BRANO DEL DOCUMENTO:
◆ ◆ ◆ ◆ ◆

È ancora vivo nel ricordo di molta gente della Bassa la famiglia dei Conti di Carrobio, che ebbe residenza per più di cinquant’anni nel castello di Massa Finalese. Due ne sono i principali motivi: il loro immenso patri­monio fondiario, uno dei più cospicui di tutta la provincia di Modena, e i numerosi rapporti di lavoro avuti con i contadini e i braccianti di San Feli­ce, Medolla, Camposanto e Massa Finalese durante la conduzione della lo­ro vasta tenuta.

In questa breve nota si intende soltanto ripercorrere le tappe della formazione della tenuta Carrobio nella Bassa Modenese, sulla base dei rogiti che ho potuto rintracciare presso gli archivi di Modena.

Ricordo, per chi non lo sapesse, che la Tenuta Carrobio è stata gradualmente ceduta a privati negli anni immediatamente successivi alla 2a guerra mondiale, e che la famiglia Carrobio ha lasciato la Bassa Modenese per trasferirsi altrove.

◆ ◆ ◆ ◆ ◆

VOCI FORNITE:
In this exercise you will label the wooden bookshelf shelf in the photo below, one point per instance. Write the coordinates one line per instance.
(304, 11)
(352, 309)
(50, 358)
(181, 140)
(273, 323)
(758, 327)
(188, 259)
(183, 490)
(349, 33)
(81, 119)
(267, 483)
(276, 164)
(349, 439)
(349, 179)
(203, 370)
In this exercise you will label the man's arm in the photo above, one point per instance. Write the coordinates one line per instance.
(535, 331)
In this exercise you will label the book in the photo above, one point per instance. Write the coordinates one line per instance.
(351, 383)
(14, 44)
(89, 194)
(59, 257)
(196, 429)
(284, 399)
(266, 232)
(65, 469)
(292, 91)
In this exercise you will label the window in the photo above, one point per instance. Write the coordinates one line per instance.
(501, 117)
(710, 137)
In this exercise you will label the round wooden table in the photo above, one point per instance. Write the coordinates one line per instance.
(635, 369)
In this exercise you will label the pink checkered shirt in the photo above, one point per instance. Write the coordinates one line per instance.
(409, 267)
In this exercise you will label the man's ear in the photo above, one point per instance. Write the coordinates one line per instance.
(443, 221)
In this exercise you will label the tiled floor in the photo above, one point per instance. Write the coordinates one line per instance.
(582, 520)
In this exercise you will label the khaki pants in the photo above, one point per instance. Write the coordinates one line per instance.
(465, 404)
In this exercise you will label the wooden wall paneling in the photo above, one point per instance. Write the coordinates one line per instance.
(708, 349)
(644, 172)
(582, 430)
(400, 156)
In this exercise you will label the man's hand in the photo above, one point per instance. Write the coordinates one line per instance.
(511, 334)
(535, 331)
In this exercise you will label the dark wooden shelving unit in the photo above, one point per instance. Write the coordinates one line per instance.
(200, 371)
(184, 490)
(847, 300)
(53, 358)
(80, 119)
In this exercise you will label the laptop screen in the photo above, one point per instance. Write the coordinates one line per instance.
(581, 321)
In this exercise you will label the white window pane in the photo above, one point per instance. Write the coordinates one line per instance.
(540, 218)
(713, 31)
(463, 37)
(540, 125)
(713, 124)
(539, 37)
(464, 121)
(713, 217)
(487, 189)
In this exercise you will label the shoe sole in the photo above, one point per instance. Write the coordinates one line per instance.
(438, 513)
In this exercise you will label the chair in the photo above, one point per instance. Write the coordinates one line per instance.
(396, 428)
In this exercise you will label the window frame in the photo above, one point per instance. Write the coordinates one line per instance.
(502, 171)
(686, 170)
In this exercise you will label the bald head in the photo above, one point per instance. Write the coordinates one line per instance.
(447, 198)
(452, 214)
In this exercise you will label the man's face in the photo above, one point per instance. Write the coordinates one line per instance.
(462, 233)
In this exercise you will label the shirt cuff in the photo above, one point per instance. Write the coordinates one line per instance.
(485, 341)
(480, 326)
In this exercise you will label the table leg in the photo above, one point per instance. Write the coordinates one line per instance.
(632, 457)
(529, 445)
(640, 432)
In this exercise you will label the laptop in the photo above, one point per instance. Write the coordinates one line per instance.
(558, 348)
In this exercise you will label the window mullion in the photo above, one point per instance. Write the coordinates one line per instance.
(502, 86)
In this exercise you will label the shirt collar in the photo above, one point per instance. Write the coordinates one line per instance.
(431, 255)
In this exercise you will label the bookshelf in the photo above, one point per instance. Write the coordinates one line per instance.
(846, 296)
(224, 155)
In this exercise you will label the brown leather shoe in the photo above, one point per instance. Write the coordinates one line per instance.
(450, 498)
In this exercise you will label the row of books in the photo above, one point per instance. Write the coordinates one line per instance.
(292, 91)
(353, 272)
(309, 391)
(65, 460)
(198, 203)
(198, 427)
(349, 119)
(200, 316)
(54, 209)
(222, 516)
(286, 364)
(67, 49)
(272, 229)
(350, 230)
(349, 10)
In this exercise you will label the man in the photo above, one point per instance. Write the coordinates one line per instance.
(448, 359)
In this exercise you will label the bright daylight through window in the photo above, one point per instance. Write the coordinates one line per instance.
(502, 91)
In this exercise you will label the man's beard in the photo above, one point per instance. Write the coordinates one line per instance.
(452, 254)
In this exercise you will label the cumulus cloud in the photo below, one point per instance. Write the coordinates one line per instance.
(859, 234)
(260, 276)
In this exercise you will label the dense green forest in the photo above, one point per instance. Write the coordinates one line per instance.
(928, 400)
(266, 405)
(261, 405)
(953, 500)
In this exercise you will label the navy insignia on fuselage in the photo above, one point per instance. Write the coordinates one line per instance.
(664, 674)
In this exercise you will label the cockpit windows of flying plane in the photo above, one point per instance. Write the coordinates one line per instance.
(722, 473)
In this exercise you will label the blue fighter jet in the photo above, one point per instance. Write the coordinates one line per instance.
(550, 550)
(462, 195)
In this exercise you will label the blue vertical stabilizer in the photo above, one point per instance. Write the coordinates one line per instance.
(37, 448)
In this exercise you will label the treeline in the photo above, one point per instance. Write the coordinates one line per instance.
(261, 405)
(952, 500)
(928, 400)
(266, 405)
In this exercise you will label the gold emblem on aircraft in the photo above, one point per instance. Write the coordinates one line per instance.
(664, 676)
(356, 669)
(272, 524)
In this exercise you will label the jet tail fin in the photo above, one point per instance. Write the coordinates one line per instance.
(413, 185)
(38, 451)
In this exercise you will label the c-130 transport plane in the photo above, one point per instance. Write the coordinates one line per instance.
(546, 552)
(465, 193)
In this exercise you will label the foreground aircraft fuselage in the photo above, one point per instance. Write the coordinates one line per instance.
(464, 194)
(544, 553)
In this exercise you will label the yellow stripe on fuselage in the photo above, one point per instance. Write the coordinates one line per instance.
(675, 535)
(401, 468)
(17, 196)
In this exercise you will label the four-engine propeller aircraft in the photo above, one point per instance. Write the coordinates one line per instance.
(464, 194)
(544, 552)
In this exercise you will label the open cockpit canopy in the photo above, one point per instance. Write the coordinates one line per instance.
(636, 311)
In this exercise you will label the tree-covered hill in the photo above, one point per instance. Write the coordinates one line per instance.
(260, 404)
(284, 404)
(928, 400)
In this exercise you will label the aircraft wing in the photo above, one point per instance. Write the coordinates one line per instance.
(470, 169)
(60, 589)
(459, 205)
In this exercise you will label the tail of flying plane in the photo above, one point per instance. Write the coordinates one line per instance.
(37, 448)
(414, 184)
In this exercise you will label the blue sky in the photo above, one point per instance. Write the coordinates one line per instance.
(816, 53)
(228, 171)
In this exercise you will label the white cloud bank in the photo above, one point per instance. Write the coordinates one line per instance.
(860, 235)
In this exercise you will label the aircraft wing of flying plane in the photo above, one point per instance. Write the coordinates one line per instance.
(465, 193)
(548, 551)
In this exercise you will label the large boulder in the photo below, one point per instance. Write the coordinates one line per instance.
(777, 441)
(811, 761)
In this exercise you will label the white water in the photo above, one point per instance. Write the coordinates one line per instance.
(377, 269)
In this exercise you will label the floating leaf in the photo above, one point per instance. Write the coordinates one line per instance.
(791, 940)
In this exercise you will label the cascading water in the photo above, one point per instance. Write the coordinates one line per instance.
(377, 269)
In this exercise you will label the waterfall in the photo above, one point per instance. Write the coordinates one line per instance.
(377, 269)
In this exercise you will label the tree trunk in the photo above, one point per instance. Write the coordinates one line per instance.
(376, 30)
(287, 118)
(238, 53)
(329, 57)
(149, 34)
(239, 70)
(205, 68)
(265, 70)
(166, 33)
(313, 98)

◆ ◆ ◆ ◆ ◆

CONSEGNA 1:
Estrai dai record ogni riga che contiene la parola "wooden", facendo attenzione a maiuscole e minuscole.
CONSEGNA 2:
Porta avanti il brano sulla tenuta Carrobio, ripartendo subito dopo la sua ultima frase.
I record non hanno niente a che fare con il brano.

RISULTATO 1:
In this exercise you will label the wooden bookshelf shelf in the photo below, one point per instance. Write the coordinates one line per instance.
In this exercise you will label the round wooden table in the photo above, one point per instance. Write the coordinates one line per instance.
In this exercise you will label the wooden wall paneling in the photo above, one point per instance. Write the coordinates one line per instance.
In this exercise you will label the dark wooden shelving unit in the photo above, one point per instance. Write the coordinates one line per instance.

RISULTATO 2:
  1. La tenuta di Massa Finalese.

Nel settembre del 1813 Antonio Borsari di Finale Emilia, uno dei mag­giori proprietari terrieri delle valli finalesi, faceva stimare la sua tenuta di Massa Finalese con lo scopo di venderla al sig. Emanuele Sacerdoti di Mo­dena: un antenato della famiglia Sacerdoti, la quale solo alla fine dell’Otto­cento sarà insignita del titolo nobiliare di Conti di Carrobio, nome con cui è comunemente designata.

La tenuta era composta da sette poderi che avevano un’estensione complessiva di 796 biolche modenesi ( = ettari 225,82) ed un valore di Lire Italiane 373.206. Eccone la descrizione sulla base della stima del 1813:

Massa Finalese, 17 e 18 settembre 1813.

Protoc. n° 96. Sacerdoti Emanuele. Visita, rilievi e stima di una tenuta detta di Massa Finalese, di ragione del sig. Borsari Antonio del Finale; all’oggetto di dare un sentimento per farne l’acquisto dal Secondo al Primo, coll’istruzione di fare il capitale in regola del 6%. Spedita il 20 settembre 1813.

Modena 20 settembre 1813

Specchio portante la biolcatura e la rendita d’affitto dei fondi componenti la Tenuta di Massa Finalese di ragione del Sig. Antonio Borsari non compresi i capita­li di bestiame e sementi.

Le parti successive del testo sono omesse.